_WHAT TO WORK ON_
Please set down every entry from the listing below, word for word.

_RECORDS_
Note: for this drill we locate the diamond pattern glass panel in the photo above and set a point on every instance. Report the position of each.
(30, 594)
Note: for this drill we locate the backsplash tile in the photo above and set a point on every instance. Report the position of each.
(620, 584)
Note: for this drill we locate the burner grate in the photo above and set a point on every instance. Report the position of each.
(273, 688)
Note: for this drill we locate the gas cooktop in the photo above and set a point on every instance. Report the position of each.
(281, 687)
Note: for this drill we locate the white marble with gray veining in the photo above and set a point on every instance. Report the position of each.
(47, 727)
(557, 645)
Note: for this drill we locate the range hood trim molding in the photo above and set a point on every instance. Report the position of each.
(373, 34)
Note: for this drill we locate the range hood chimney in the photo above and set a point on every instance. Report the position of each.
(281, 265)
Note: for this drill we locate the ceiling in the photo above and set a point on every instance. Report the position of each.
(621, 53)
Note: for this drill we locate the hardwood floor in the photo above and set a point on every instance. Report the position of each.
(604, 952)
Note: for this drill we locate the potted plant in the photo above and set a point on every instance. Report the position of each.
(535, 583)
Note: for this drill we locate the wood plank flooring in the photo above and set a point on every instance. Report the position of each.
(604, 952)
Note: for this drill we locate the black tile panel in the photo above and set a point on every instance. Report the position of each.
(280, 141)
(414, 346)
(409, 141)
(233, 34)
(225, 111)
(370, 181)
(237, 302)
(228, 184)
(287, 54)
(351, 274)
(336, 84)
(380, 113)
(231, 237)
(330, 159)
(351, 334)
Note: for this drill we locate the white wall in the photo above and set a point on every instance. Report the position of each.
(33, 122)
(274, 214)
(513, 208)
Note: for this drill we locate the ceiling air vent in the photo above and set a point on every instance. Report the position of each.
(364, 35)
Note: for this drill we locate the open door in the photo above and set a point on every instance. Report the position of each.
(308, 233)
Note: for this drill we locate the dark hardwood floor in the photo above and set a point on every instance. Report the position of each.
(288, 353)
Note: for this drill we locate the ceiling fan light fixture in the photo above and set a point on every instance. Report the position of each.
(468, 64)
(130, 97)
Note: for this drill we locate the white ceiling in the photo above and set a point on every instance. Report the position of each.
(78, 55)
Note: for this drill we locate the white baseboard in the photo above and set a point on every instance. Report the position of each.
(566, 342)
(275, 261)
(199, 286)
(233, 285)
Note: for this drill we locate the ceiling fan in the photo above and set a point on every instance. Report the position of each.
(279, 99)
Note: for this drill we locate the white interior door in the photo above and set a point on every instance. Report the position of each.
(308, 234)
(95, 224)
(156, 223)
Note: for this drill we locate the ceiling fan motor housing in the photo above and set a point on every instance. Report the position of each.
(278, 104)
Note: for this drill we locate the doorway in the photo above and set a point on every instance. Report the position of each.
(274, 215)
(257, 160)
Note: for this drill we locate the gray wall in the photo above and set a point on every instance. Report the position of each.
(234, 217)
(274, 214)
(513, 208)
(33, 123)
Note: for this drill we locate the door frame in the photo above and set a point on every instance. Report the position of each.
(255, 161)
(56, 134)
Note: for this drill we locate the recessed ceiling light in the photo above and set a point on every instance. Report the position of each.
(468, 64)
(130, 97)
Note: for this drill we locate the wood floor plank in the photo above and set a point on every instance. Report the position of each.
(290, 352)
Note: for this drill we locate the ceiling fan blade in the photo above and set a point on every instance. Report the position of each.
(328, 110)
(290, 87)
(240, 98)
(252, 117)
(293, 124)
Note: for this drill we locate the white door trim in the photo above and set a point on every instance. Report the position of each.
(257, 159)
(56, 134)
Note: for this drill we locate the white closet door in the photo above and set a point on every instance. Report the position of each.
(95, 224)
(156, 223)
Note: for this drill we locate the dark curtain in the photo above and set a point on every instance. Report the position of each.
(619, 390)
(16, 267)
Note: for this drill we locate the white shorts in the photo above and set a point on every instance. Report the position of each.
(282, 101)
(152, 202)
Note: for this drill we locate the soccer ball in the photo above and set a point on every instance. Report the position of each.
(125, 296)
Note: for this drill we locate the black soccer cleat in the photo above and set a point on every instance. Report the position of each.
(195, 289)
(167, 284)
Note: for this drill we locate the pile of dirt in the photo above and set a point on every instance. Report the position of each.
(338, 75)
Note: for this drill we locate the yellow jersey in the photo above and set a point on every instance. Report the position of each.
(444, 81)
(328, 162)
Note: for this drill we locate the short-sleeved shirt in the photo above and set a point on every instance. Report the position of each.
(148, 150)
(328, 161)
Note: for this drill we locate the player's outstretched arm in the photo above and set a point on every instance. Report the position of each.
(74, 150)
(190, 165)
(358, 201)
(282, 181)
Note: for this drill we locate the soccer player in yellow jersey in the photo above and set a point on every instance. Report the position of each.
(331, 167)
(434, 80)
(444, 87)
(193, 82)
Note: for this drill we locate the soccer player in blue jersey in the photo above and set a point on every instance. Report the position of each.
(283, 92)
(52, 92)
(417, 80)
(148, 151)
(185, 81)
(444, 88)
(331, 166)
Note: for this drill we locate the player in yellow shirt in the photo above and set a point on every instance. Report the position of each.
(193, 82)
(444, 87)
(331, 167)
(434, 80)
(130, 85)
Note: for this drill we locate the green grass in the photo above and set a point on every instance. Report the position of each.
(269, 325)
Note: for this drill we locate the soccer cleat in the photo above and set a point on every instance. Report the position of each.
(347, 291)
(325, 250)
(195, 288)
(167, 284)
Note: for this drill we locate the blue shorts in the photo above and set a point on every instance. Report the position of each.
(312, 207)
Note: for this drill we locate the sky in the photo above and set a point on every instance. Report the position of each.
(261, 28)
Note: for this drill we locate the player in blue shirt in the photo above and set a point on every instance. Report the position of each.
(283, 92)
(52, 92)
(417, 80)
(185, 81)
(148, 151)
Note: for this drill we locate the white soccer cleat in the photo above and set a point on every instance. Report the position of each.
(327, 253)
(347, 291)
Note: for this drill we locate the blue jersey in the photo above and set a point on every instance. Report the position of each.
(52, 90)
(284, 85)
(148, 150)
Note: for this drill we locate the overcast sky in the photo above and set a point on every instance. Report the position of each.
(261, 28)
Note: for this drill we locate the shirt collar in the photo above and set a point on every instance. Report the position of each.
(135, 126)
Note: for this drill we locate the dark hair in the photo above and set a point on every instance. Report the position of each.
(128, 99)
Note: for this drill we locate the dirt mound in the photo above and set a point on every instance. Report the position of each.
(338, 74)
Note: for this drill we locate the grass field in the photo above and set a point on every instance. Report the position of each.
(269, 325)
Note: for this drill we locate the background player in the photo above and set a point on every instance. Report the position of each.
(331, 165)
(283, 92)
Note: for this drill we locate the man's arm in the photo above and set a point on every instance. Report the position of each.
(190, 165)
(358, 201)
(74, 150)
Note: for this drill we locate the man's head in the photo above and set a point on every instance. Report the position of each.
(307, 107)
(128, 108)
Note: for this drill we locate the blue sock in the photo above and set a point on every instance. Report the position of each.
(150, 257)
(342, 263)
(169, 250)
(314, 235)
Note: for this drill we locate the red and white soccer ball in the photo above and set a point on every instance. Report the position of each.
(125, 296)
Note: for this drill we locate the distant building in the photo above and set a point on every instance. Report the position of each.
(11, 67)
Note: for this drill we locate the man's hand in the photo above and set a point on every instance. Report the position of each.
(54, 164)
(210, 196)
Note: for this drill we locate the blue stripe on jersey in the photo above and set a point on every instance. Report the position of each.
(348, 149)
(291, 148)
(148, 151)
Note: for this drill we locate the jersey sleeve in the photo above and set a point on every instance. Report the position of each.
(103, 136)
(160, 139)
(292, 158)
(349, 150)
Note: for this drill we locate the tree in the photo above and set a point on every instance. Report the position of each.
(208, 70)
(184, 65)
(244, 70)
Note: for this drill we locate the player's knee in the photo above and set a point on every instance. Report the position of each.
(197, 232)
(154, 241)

_SOLUTION FOR THIS TASK_
Note: for this drill we locate the diamond pattern glass panel in the photo above and set a point on every instance. Report the position of each.
(30, 594)
Note: for this drill we locate the backsplash tile in the photo above and set a point on every instance. Report the position of each.
(620, 584)
Note: for this drill we locate the burner grate in the photo above and set a point on every instance. Report the position of each.
(273, 688)
Note: for this drill we locate the gas cooktop in the photo above and set a point on every instance. Report the position of each.
(281, 687)
Note: for this drill we locate the white marble with gray veining in the photo above and set a point on every instance. Report the position of each.
(47, 727)
(557, 645)
Note: for this drill we locate the range hood trim molding in the photo above and set a point on every instance. Report the position of each.
(373, 34)
Note: for this drill we locate the range hood chimney in the photo above and set a point on every instance. Report the position of each.
(281, 265)
Note: for this drill we locate the ceiling in the photo above and set a point on every instance. Report the position of each.
(621, 53)
Note: for this drill we locate the hardwood floor in the photo above and set a point on every instance. Report the position of each.
(604, 952)
Note: for this drill we locate the potted plant in the photo above and set a point on every instance. Report the position of each.
(535, 583)
Note: for this drill we locate the wood plank flooring in the photo above and set a point on every instance. Report the position of each.
(604, 952)
Note: for this drill we locate the black tile panel in the photo above and set a point on every instance. Report the position of each.
(280, 141)
(414, 346)
(409, 141)
(233, 34)
(225, 111)
(370, 181)
(237, 302)
(228, 184)
(287, 54)
(351, 274)
(336, 84)
(380, 113)
(231, 237)
(330, 159)
(351, 334)
Note: for this drill we locate the white wall in the photo above and set a point on every instance. Report the position of each.
(33, 122)
(274, 214)
(513, 208)
Note: for this drill we locate the ceiling air vent in the photo above and set a point on every instance. Report the position of each.
(364, 35)
Note: for this drill we locate the open door in the photo above and set a point on every instance. Report the position of each.
(308, 233)
Note: for this drill we locate the dark hardwood floor in the photo above and set a point on every instance. Report the position of each.
(288, 353)
Note: for this drill we locate the ceiling fan light fixture in the photo above and set a point on every instance. Report the position of each.
(468, 64)
(130, 97)
Note: for this drill we locate the white ceiling in the photo above and set a point on every instance. Report the position of each.
(78, 55)
Note: for this drill we locate the white baseboard in the photo above and set a point on every instance. Report the position of each.
(566, 342)
(275, 261)
(199, 286)
(233, 285)
Note: for this drill we locate the ceiling fan in the photo above and set a point on every instance. Report the position of each.
(279, 99)
Note: for this drill we locate the white interior door in the photo above and set a point on every instance. Report the position of each.
(308, 234)
(95, 224)
(156, 223)
Note: for this drill we locate the ceiling fan motor housing in the photo above and set a point on every instance. Report the position of each.
(278, 104)
Note: for this drill we locate the doorway in the photo above and set a point on every instance. Report the position of each.
(274, 215)
(257, 160)
Note: for this drill we locate the gray wall in the photo above and set a point on every instance. Report the position of each.
(234, 217)
(274, 214)
(513, 208)
(33, 123)
Note: for this drill we locate the door frame in the photo above and set a point on every instance. Report the position of each.
(255, 161)
(56, 134)
Note: for this drill we locate the recessed ceiling light in the photo above and set a point on every instance. Report the position of each.
(468, 64)
(130, 97)
Note: for this drill we locate the wood floor plank in the photo above and set a point on every instance. Report the position of each.
(290, 352)
Note: for this drill we locate the ceiling fan blade in the photo above and set a point on every instance. Report the position of each.
(328, 110)
(290, 87)
(240, 98)
(252, 117)
(293, 124)
Note: for this drill we locate the white door trim in the photo above and set a point on every instance. Report the position of each.
(257, 159)
(56, 134)
Note: for this drill we locate the white closet door in the photo above and set a point on every instance. Report the position of each.
(95, 224)
(156, 223)
Note: for this drill we locate the dark curtain in the photo above and set a point on every instance. Report the position of each.
(619, 390)
(16, 267)
Note: for this drill we locate the white shorts in the photo above and set a point on every instance. Report the position of each.
(282, 101)
(152, 202)
Note: for this drill we locate the soccer ball in the photo above and set a point on every instance. Report the position of each.
(125, 296)
Note: for this drill we locate the black soccer cleat in the photo above and set a point on every instance. Report the position of each.
(195, 289)
(167, 284)
Note: for this drill we locate the pile of dirt in the photo above and set a point on every instance. Report the position of each.
(338, 75)
Note: for this drill we locate the yellow jersey in the photo above and set a point on every instance. Report the position of each.
(444, 81)
(328, 162)
Note: for this drill we locate the short-sleeved shirt in the photo above and set a point on every instance. Report the position of each.
(148, 150)
(328, 161)
Note: for this drill we locate the player's outstretched arm in the photo above and set a point on every instance. Report the position of each.
(74, 150)
(190, 165)
(358, 201)
(282, 181)
Note: for this drill we locate the soccer player in yellow jersey in the photo above and set a point on every instance. Report the position of each.
(331, 167)
(434, 80)
(444, 87)
(193, 82)
Note: for this drill we locate the soccer player in blue jersey in the photo above and set a point on every instance. Report the position of each.
(283, 92)
(52, 92)
(417, 80)
(148, 151)
(185, 81)
(444, 88)
(331, 166)
Note: for this drill we locate the player in yellow shirt in the photo above and set a point on every instance. Report the position of each.
(193, 82)
(444, 87)
(331, 167)
(434, 80)
(130, 85)
Note: for this drill we locate the green grass in the photo above and set a point on every instance. Report the position of each.
(269, 325)
Note: for this drill we locate the soccer cleat in the photo above and set a point on every instance. Report the position of each.
(347, 291)
(325, 250)
(195, 288)
(167, 284)
Note: for this drill we locate the blue shorts in the photo above and set a point on every instance. Report the position of each.
(312, 207)
Note: for this drill we locate the sky in the photo above and set a point on every instance. Report the position of each.
(261, 28)
Note: for this drill we locate the player in blue shirt in the photo above and set a point on every instance. Report the position of each.
(283, 92)
(52, 92)
(417, 80)
(185, 81)
(148, 151)
Note: for this drill we locate the white soccer cleat in the photo above and set a point on every instance. Report the position of each.
(327, 253)
(347, 291)
Note: for this drill we locate the blue jersey in the photo above and set a point on every instance. Report the position of each.
(52, 90)
(284, 85)
(148, 150)
Note: for this drill we locate the overcast sky in the photo above and set a point on every instance. Report the position of each.
(261, 28)
Note: for this drill we locate the shirt collar in the photo above and set a point on every instance. Report the position of each.
(135, 126)
Note: for this drill we locate the dark hair in the photo above and set a point on every instance. Report the position of each.
(128, 99)
Note: for this drill we locate the dirt mound in the photo above and set a point on every instance. Report the position of each.
(338, 74)
Note: for this drill we locate the grass field in the photo above and set a point on every instance. Report the position of each.
(269, 325)
Note: for this drill we locate the background player in the photo above and set a point on every instance. Report the position of each.
(331, 165)
(283, 92)
Note: for this drill we locate the man's arm in the photo above and set a point on every instance. Report the position of each.
(190, 165)
(358, 201)
(74, 150)
Note: for this drill we locate the man's head in the photo above and set a point on every instance. Report the position of each.
(307, 107)
(128, 108)
Note: for this drill we locate the blue sock in the photo above and set a point on every instance. Report the position of each.
(150, 257)
(342, 263)
(169, 250)
(314, 235)
Note: for this drill we locate the red and white soccer ball in the photo above and set a point on every instance. Report the position of each.
(125, 296)
Note: for this drill we locate the distant building in the photo above and set a point on every instance. Report the position of each.
(11, 67)
Note: for this drill we locate the man's hand in the photo above and set a point on every instance. Report the position of each.
(54, 164)
(210, 196)
Note: for this drill we locate the blue stripe on jersey in the photo above and set a point on every instance. Report the position of each.
(348, 149)
(291, 148)
(148, 151)
Note: for this drill we locate the jersey sleeve in the photo above and set a point on every instance. Report the position of each.
(103, 136)
(160, 139)
(292, 158)
(349, 150)
Note: for this drill we locate the tree in the photo above and set a point on every instance. Report the position of each.
(208, 70)
(184, 65)
(244, 70)
Note: for this drill we locate the player's knee in the photo above and set a point on every instance. Report the position of each.
(197, 232)
(154, 241)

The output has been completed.